The input
#####

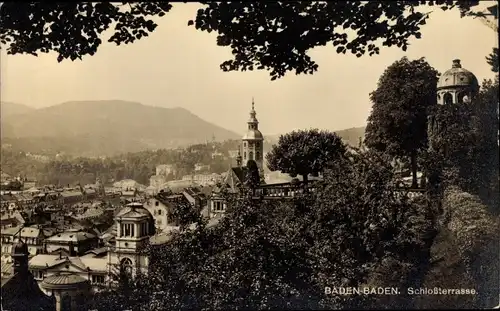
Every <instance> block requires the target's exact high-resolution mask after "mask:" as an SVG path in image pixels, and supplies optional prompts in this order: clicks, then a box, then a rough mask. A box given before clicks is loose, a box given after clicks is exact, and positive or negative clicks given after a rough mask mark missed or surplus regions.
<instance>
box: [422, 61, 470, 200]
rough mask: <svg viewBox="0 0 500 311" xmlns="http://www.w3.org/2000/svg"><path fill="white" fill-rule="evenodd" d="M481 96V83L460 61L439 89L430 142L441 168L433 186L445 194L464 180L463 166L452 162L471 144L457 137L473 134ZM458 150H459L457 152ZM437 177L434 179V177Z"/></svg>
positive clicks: (432, 178)
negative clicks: (447, 184)
mask: <svg viewBox="0 0 500 311" xmlns="http://www.w3.org/2000/svg"><path fill="white" fill-rule="evenodd" d="M478 92H479V83H478V80H477V78H476V76H475V75H474V74H473V73H472V72H470V71H468V70H466V69H464V68H462V65H461V64H460V60H458V59H455V60H453V63H452V68H451V69H449V70H447V71H446V72H444V73H443V74H442V75H441V77H440V78H439V81H438V85H437V103H438V105H437V107H434V108H435V109H434V111H432V112H431V113H430V114H429V116H428V122H427V126H428V130H427V134H428V138H429V154H430V155H431V156H432V157H433V161H432V162H433V163H432V165H440V167H439V168H438V167H437V166H436V167H434V168H432V169H431V170H430V171H431V172H430V175H429V182H430V183H431V184H434V185H435V186H436V187H439V188H440V189H441V191H443V190H444V189H443V188H442V187H446V185H447V184H453V185H457V181H458V180H460V178H461V177H460V172H459V171H460V164H459V163H456V161H454V159H452V157H451V155H452V154H456V153H457V152H456V150H459V149H460V150H461V148H466V147H467V146H466V145H465V144H467V142H463V143H464V144H463V145H461V144H462V142H459V143H458V144H457V143H456V142H454V144H452V143H451V142H452V141H456V139H455V138H456V137H450V135H454V136H456V133H457V132H459V131H460V130H458V129H462V130H463V131H464V132H470V131H468V130H467V129H469V128H470V127H471V126H473V123H474V122H473V121H474V120H473V119H474V118H473V114H472V113H471V112H472V111H473V110H474V109H473V107H474V106H473V105H474V100H475V98H476V96H477V95H478ZM457 148H458V149H457ZM433 176H434V177H433Z"/></svg>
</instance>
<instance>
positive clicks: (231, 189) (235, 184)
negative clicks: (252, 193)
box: [208, 166, 247, 218]
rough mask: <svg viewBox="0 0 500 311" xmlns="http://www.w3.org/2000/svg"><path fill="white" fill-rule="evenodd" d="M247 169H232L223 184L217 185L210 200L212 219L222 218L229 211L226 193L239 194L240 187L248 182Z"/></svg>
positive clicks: (229, 171) (210, 197) (239, 167)
mask: <svg viewBox="0 0 500 311" xmlns="http://www.w3.org/2000/svg"><path fill="white" fill-rule="evenodd" d="M246 174H247V169H246V167H241V166H238V167H232V168H230V169H229V170H228V172H227V174H226V175H225V178H224V180H223V182H222V183H219V184H217V185H216V186H215V187H214V188H213V190H212V195H211V196H210V198H209V199H208V215H209V217H210V218H214V217H220V216H221V215H222V214H223V213H224V212H225V211H226V209H227V204H226V202H225V199H224V197H223V194H224V193H228V194H237V193H239V186H240V185H242V184H243V183H244V182H245V181H246Z"/></svg>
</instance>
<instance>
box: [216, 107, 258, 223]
mask: <svg viewBox="0 0 500 311" xmlns="http://www.w3.org/2000/svg"><path fill="white" fill-rule="evenodd" d="M256 115H257V113H256V112H255V103H254V101H253V99H252V110H250V119H249V120H248V122H247V132H246V134H245V135H244V136H243V138H242V153H243V156H242V155H241V152H238V156H237V157H236V164H237V165H236V167H232V168H230V169H229V170H228V172H227V173H226V174H225V177H224V179H223V181H222V182H221V183H218V184H217V185H216V186H215V187H214V189H213V191H212V194H211V196H210V199H209V200H208V215H209V217H210V218H214V217H218V216H221V215H222V214H223V213H224V212H225V211H226V208H227V204H226V202H225V199H224V198H223V193H225V192H227V193H229V194H237V193H238V192H239V186H240V185H243V184H244V183H245V181H246V176H247V168H246V164H247V162H248V161H249V160H254V161H255V162H256V163H257V166H258V168H259V172H260V175H261V178H262V179H263V178H264V157H263V156H264V144H263V142H264V136H263V135H262V133H261V132H260V130H259V121H258V120H257V117H256Z"/></svg>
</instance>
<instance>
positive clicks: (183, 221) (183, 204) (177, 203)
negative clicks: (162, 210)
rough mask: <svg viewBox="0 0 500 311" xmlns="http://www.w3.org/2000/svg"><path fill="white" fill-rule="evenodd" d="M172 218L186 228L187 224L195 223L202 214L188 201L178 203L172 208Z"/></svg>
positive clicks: (181, 228)
mask: <svg viewBox="0 0 500 311" xmlns="http://www.w3.org/2000/svg"><path fill="white" fill-rule="evenodd" d="M171 215H172V220H173V221H174V222H175V223H176V224H177V225H178V226H179V227H180V230H181V231H182V230H184V229H185V228H186V227H187V226H189V225H191V224H193V223H195V222H196V221H197V220H198V218H199V217H200V216H201V215H200V210H199V209H197V208H196V207H195V206H192V205H191V204H190V203H188V202H179V203H176V204H175V205H174V206H173V208H172V214H171Z"/></svg>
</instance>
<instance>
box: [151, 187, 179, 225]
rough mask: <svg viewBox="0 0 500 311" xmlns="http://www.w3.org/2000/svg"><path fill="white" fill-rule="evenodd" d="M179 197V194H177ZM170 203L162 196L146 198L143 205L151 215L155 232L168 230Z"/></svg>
mask: <svg viewBox="0 0 500 311" xmlns="http://www.w3.org/2000/svg"><path fill="white" fill-rule="evenodd" d="M177 197H179V195H177ZM170 204H172V203H171V202H169V201H168V200H165V199H164V198H163V196H162V197H158V196H156V197H155V198H150V199H148V200H146V202H145V204H144V207H145V208H146V209H147V210H148V211H149V212H150V213H151V215H153V219H154V222H155V227H156V230H157V232H165V231H168V226H169V218H168V216H169V210H170V208H169V205H170Z"/></svg>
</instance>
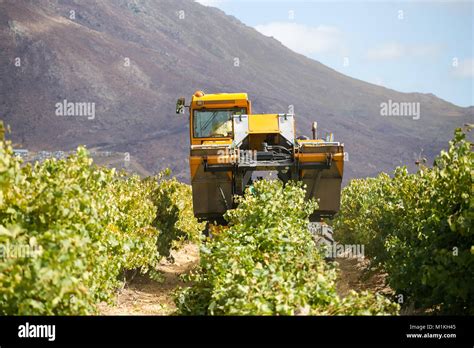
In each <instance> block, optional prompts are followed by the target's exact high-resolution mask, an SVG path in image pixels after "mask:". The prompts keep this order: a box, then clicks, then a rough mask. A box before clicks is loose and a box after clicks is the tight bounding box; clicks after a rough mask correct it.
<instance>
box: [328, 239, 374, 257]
mask: <svg viewBox="0 0 474 348" xmlns="http://www.w3.org/2000/svg"><path fill="white" fill-rule="evenodd" d="M325 256H326V257H327V258H346V259H363V258H364V257H365V253H364V245H363V244H337V243H333V244H332V245H327V247H326V250H325Z"/></svg>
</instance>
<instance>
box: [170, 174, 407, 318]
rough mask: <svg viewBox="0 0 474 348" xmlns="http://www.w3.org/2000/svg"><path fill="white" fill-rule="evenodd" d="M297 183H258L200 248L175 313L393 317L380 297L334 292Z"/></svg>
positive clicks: (265, 182)
mask: <svg viewBox="0 0 474 348" xmlns="http://www.w3.org/2000/svg"><path fill="white" fill-rule="evenodd" d="M304 196H305V192H304V190H303V189H302V187H301V185H300V184H289V185H286V186H285V187H283V185H282V183H281V182H279V181H266V180H262V181H258V182H257V183H255V186H254V190H253V191H252V192H250V190H247V192H246V194H245V197H243V198H241V199H240V202H239V206H238V208H237V209H234V210H229V211H228V212H227V214H226V218H227V220H228V221H229V224H230V227H229V228H228V229H227V230H225V231H224V232H222V233H220V234H218V235H217V236H216V237H215V238H214V239H212V240H208V241H207V242H206V243H203V244H202V246H201V260H200V266H199V269H198V270H197V272H195V273H193V274H192V275H191V277H190V278H191V280H192V281H193V286H192V287H189V288H185V289H182V290H180V291H178V292H177V294H176V304H177V306H178V309H179V313H180V314H191V315H235V314H238V315H293V314H298V313H302V314H314V315H337V314H341V315H349V314H353V315H363V314H367V315H370V314H396V313H397V311H398V305H396V304H394V303H392V302H390V301H389V300H387V299H385V298H383V297H382V296H379V295H373V294H369V293H367V292H364V293H362V294H357V293H355V292H352V293H351V294H350V295H349V296H347V297H346V298H344V299H341V298H340V297H339V296H338V295H337V294H336V288H335V279H336V271H335V269H334V268H333V266H331V265H329V264H328V263H326V262H325V261H324V258H323V255H322V252H321V251H320V250H318V248H316V246H315V243H314V240H313V236H312V235H311V233H310V232H309V231H308V229H307V224H308V216H309V215H310V214H311V212H312V211H313V210H314V209H315V208H316V204H315V203H314V202H306V201H305V199H304Z"/></svg>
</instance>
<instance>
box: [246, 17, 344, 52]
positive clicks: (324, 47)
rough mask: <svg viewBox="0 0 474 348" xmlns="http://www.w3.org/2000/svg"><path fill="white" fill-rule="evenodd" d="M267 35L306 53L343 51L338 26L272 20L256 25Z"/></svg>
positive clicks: (295, 49) (289, 46)
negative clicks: (271, 36)
mask: <svg viewBox="0 0 474 348" xmlns="http://www.w3.org/2000/svg"><path fill="white" fill-rule="evenodd" d="M255 29H256V30H258V31H259V32H260V33H262V34H263V35H266V36H273V37H274V38H275V39H277V40H278V41H280V42H281V43H282V44H283V45H285V46H286V47H288V48H289V49H291V50H293V51H295V52H298V53H301V54H304V55H311V54H314V53H327V52H338V53H342V51H343V48H344V46H343V38H342V33H341V32H340V31H339V29H337V28H336V27H331V26H325V25H320V26H318V27H310V26H306V25H303V24H297V23H286V22H272V23H268V24H261V25H257V26H256V27H255Z"/></svg>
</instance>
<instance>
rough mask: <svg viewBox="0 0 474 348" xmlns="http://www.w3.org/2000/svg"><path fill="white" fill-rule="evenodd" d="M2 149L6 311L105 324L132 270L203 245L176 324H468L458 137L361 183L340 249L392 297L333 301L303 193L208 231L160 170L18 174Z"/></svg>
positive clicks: (472, 261)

#####

Activity
Give again, word for word, the items from their start up to and including the line containing "positive clicks: (432, 178)", leaving the pictures out of your answer.

Response to the task
Every <instance> block requires the target's exact high-resolution mask after "mask:" as an SVG path in image pixels, and supplies optional prompts in this order: clicks, then a box, then a rough mask. A box given before clicks is loose, a box given after clicks is exact, and positive or negative clicks given after a rough mask mark missed or surplus regions.
<instance>
box: [422, 61, 470, 200]
rough mask: <svg viewBox="0 0 500 311" xmlns="http://www.w3.org/2000/svg"><path fill="white" fill-rule="evenodd" d="M481 96V83L460 61L439 89L430 142L441 168L433 186L445 194L464 180L463 166L452 162L471 144L457 137L473 134ZM458 150H459L457 152ZM437 177L434 179V177Z"/></svg>
positive clicks: (432, 178)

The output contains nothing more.